Stated problem: Reproduce all of the material that follows word for word and line for line, leaving out the images.

──────── Data entries ────────

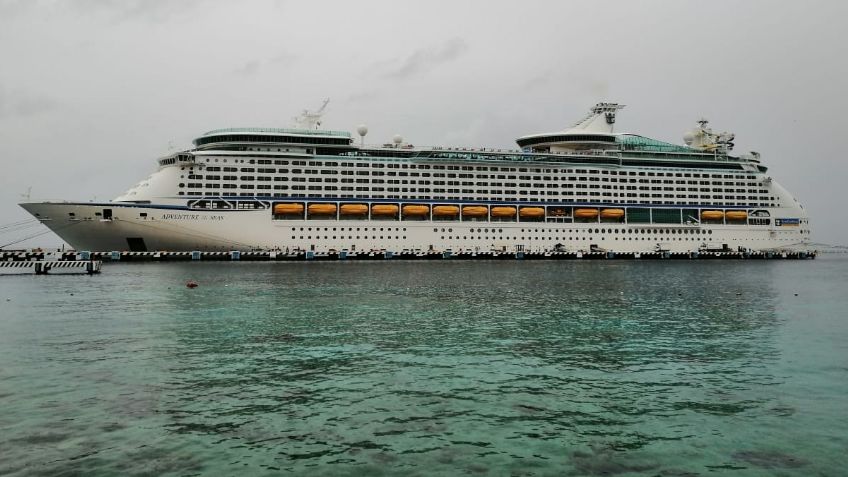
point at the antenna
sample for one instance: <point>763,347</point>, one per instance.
<point>362,130</point>
<point>311,119</point>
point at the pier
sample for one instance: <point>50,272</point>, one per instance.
<point>64,259</point>
<point>44,267</point>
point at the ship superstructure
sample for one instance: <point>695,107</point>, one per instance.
<point>583,188</point>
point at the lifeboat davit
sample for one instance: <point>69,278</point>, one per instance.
<point>612,213</point>
<point>711,215</point>
<point>736,215</point>
<point>503,211</point>
<point>384,209</point>
<point>353,209</point>
<point>415,210</point>
<point>445,210</point>
<point>288,209</point>
<point>475,211</point>
<point>585,213</point>
<point>321,209</point>
<point>531,212</point>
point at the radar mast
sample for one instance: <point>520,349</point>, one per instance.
<point>311,119</point>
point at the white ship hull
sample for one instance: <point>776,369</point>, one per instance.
<point>151,228</point>
<point>582,189</point>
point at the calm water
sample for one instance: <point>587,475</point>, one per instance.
<point>484,368</point>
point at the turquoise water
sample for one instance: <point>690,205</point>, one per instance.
<point>440,368</point>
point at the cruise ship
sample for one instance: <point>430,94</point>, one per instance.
<point>584,188</point>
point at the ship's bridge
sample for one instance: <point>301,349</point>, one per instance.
<point>276,136</point>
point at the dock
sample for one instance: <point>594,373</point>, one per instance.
<point>44,267</point>
<point>58,260</point>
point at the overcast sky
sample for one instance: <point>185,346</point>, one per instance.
<point>93,91</point>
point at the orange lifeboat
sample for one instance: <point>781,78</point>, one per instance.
<point>288,209</point>
<point>531,212</point>
<point>475,211</point>
<point>384,209</point>
<point>353,209</point>
<point>445,210</point>
<point>321,209</point>
<point>612,213</point>
<point>415,210</point>
<point>711,215</point>
<point>585,213</point>
<point>503,211</point>
<point>736,215</point>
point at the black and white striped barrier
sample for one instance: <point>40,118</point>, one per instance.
<point>41,267</point>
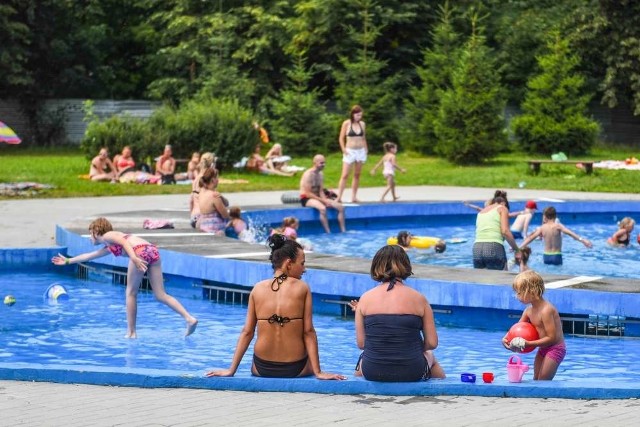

────────

Output below:
point at the antenna
sample for one instance: <point>763,347</point>, one per instance.
<point>362,130</point>
<point>311,119</point>
point at the pier
sample for one instance: <point>50,272</point>, one per instance.
<point>64,259</point>
<point>44,267</point>
point at the ship superstructure
sample for one instance: <point>695,107</point>, one per instance.
<point>583,188</point>
point at the lifeboat davit
sample for one instance: <point>69,278</point>, one per instance.
<point>612,213</point>
<point>711,215</point>
<point>736,215</point>
<point>503,211</point>
<point>384,209</point>
<point>353,209</point>
<point>415,210</point>
<point>445,210</point>
<point>288,209</point>
<point>475,211</point>
<point>585,213</point>
<point>321,209</point>
<point>531,212</point>
point at the radar mast
sample for one instance: <point>520,349</point>, one per instance.
<point>311,119</point>
point at the white ship hull
sample for one instance: <point>776,369</point>, one per instance.
<point>151,228</point>
<point>582,189</point>
point at the calm water
sample for one instance: <point>587,475</point>, one per instance.
<point>484,368</point>
point at the turquoise water
sample for one instance: <point>690,205</point>, one per instance.
<point>440,368</point>
point at the cruise ship
sample for one instance: <point>430,94</point>, one per instance.
<point>584,188</point>
point at the ship's bridge
sample for one instance: <point>301,349</point>, one per instance.
<point>276,136</point>
point at the dock
sample for one instance: <point>594,373</point>, one per instance.
<point>44,267</point>
<point>58,260</point>
point at the overcast sky
sample for one instance: <point>185,346</point>, one per instance.
<point>93,91</point>
point at the orange lifeboat
sample for one instance: <point>781,78</point>, one per instance.
<point>288,209</point>
<point>531,212</point>
<point>475,211</point>
<point>384,209</point>
<point>353,209</point>
<point>445,210</point>
<point>321,209</point>
<point>612,213</point>
<point>415,210</point>
<point>711,215</point>
<point>585,213</point>
<point>503,211</point>
<point>736,215</point>
point at the black and white striped barrier
sample for one instance: <point>40,118</point>, one per instance.
<point>41,267</point>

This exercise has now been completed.